-- Begin TEXT EXTRACT --

Christian Zacharias (born 27 April 1950 in Jamshedpur) is a German pianist and conductor.

Music career
Zacharias studied piano with Irene Slavin and Vlado Perlemuter in Paris. He won second prize at both the Geneva Competition in 1969 and the Van Cliburn Competition in 1973. After winning the Ravel Competition in Paris in 1975, he launched an international career. He has performed chamber music with such partners as the Alban Berg Quartet, the Guarneri Quartet, the Leipzig String Quartet, Heinrich Schiff, and Frank Peter Zimmermann. He made many recordings, among them a 1979 recording of 33 sonatas by Domenico Scarlatti, the complete Schubert piano sonatas, the complete Mozart piano concertos (available on EMI classics), and the complete Beethoven piano concertos.

-- End TEXT EXTRACT --

» **STATED EXERCISE**
In the text about Christian Zacharias, which competition did he win in Paris in 1975?

-- Begin DATA EXTRACT --

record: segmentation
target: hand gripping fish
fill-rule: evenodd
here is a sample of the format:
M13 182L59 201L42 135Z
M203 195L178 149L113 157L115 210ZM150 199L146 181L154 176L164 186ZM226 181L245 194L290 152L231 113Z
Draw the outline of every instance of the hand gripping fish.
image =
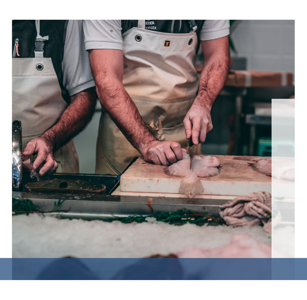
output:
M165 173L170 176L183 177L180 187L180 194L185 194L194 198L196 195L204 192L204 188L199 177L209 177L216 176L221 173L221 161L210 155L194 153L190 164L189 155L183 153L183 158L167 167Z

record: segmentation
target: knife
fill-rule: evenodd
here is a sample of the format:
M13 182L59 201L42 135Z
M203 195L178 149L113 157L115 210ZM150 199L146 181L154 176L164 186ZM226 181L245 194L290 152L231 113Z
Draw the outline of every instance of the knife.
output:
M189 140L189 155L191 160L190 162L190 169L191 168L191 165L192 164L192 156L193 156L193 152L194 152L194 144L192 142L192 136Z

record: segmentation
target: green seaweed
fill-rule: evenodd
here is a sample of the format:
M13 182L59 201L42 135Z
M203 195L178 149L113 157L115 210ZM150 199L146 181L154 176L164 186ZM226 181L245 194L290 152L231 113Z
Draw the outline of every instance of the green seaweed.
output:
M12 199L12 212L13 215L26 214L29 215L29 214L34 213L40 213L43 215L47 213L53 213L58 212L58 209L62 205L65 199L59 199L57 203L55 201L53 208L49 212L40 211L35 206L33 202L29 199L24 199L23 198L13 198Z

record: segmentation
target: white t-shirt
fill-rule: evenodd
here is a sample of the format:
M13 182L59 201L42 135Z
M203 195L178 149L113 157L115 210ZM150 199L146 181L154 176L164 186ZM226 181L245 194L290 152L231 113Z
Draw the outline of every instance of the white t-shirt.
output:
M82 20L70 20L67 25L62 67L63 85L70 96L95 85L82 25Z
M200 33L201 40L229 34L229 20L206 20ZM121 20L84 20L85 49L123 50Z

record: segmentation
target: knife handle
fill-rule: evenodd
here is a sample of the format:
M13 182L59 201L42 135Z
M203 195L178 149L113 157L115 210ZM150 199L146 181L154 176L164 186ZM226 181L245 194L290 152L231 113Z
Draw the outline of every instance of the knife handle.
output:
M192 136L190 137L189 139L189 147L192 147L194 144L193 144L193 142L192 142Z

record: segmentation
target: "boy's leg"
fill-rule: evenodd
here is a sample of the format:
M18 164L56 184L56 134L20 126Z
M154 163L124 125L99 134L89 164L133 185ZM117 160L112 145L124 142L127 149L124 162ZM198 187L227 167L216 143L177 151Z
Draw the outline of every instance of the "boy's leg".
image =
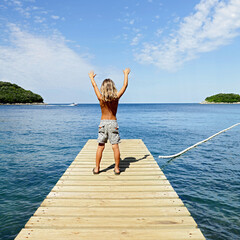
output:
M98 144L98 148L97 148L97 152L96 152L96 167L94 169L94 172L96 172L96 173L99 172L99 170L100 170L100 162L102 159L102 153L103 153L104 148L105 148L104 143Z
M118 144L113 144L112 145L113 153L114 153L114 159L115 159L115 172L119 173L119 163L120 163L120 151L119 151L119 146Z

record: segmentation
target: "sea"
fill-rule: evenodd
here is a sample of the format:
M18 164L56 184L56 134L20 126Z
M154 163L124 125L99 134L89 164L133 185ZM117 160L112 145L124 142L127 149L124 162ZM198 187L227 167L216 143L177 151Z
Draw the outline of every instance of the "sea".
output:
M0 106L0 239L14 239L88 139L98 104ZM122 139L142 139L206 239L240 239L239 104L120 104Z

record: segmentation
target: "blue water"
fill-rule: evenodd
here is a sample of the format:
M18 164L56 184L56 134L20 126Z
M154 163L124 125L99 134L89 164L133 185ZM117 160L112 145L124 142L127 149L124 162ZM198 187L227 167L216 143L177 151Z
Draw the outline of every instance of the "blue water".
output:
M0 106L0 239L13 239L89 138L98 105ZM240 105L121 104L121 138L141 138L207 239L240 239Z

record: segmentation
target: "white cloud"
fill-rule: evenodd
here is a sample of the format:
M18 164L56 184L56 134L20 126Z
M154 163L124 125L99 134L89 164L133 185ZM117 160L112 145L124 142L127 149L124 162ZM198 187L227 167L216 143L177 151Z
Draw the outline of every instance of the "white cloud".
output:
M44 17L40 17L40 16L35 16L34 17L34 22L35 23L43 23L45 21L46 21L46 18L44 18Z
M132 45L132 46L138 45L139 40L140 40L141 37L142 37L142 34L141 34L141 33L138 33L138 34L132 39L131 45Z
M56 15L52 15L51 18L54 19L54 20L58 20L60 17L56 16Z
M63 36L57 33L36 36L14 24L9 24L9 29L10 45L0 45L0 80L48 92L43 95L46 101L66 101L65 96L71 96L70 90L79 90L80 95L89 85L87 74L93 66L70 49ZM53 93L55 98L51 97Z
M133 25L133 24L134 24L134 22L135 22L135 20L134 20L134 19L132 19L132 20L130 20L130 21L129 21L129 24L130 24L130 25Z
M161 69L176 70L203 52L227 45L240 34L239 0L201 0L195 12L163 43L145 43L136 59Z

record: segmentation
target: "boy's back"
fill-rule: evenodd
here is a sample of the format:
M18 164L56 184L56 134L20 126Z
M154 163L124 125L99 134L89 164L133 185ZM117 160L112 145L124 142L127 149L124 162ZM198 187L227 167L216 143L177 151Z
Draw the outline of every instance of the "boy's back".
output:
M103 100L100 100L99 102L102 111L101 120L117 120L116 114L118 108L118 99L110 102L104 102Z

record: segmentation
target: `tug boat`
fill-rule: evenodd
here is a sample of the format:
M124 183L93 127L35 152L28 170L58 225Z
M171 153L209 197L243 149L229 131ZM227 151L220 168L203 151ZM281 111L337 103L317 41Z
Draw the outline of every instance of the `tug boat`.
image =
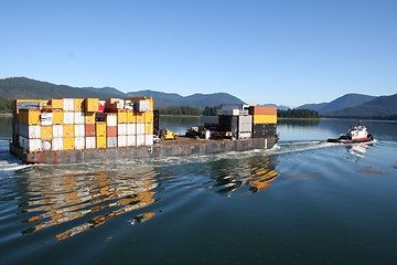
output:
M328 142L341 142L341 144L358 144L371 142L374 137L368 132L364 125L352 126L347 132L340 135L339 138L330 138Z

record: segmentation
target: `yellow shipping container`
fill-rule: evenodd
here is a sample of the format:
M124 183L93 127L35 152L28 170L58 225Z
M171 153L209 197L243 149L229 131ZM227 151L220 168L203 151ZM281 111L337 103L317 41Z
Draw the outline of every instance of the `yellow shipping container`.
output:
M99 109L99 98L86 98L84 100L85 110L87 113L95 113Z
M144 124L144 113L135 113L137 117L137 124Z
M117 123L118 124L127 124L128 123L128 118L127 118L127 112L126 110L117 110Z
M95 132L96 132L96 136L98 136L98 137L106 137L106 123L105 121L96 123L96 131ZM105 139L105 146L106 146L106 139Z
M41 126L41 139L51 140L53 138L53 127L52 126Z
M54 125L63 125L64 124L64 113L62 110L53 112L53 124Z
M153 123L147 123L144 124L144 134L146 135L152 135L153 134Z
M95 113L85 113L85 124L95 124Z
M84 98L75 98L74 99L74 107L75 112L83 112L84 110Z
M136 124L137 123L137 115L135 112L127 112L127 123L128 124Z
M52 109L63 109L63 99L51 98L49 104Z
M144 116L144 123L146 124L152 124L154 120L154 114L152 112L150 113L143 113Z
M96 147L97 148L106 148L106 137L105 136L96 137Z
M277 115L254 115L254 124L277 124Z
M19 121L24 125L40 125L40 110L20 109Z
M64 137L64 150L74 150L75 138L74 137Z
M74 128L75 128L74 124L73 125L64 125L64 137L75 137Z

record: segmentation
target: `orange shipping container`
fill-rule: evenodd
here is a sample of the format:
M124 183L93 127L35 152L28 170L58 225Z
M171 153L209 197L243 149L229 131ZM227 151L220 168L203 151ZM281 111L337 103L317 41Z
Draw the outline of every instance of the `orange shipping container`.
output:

-- End DATA EXTRACT --

» **SOLUTION TO THE EXERCISE**
The Ravel Competition.